*** Data provided ***
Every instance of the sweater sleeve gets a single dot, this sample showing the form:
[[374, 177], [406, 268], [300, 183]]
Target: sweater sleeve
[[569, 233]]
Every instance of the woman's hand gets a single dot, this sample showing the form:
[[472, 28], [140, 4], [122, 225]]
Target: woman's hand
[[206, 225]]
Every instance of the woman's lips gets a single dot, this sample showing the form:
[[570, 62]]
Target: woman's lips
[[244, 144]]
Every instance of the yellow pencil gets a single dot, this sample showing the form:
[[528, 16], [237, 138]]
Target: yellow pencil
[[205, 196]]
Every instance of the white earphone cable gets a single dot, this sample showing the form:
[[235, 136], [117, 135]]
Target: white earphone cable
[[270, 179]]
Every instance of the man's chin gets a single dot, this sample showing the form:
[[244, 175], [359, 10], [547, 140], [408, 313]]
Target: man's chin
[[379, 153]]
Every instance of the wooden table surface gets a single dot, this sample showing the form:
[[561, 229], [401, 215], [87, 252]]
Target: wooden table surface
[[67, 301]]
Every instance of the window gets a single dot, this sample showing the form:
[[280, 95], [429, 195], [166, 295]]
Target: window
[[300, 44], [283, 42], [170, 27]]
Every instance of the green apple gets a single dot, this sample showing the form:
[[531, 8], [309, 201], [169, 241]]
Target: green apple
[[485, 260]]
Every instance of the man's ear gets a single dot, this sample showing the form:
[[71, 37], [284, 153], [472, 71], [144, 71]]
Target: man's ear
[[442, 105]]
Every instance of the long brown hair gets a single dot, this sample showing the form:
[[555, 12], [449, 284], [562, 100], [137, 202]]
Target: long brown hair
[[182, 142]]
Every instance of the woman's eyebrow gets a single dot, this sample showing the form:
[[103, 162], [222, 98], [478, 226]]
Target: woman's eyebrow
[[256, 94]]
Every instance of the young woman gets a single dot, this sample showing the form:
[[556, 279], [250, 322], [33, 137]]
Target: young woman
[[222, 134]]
***
**What you need to do:** Each entry must be reproduced verbatim.

**Task response:**
Every instance of the sweater sleeve gets a single dot, this sample showing the form:
[[374, 177], [406, 268], [300, 183]]
Target: sweater sleeve
[[569, 233]]
Every instance of the woman's hand gets a single dot, this sample showing the form:
[[472, 28], [140, 4], [122, 225]]
Target: woman's hand
[[206, 225]]
Every instance of the woman's lips gets a single dot, this sample showing the form:
[[570, 62]]
Target: woman's lips
[[244, 144]]
Every instance of the yellow pencil gets a single dot, this sample showing the form:
[[528, 16], [237, 138]]
Target: yellow pencil
[[205, 196]]
Every instance of the white earphone cable gets a single dot, this sample showing the form:
[[235, 136], [117, 135]]
Target: white earphone cable
[[270, 179]]
Every instance of the man's chin gets a single dot, this sample showing the form:
[[244, 175], [359, 10], [547, 140], [408, 313]]
Target: man's chin
[[379, 153]]
Every instance of the wooden table surface gets a single dot, this sample showing the form:
[[561, 229], [401, 215], [87, 252]]
Target: wooden table surface
[[67, 301]]
Every instance of the window gets a single dot, this sample showing the form:
[[280, 95], [429, 195], [166, 295]]
Target: window
[[300, 44], [283, 42], [170, 27]]
Every instance of the green apple gets a single dot, this sample showing the form:
[[531, 8], [309, 201], [169, 241]]
Target: green apple
[[485, 260]]
Every instance of the man's ear gets a single dot, this sample showing the form:
[[71, 37], [284, 153], [472, 71], [144, 71]]
Target: man's ear
[[442, 105]]
Every instance of the long brown hair gets a single dot, this sample showing the form:
[[555, 12], [449, 284], [562, 100], [137, 202]]
Target: long brown hair
[[182, 142]]
Every instance of the woman's eyebrow gets a single dot, this sample showing the form:
[[103, 162], [222, 98], [478, 226]]
Target: woman's eyebrow
[[256, 94]]
Every instance of the young woman gets a single dot, this sample showing the form:
[[556, 279], [250, 322], [33, 137]]
Target: young woman
[[222, 134]]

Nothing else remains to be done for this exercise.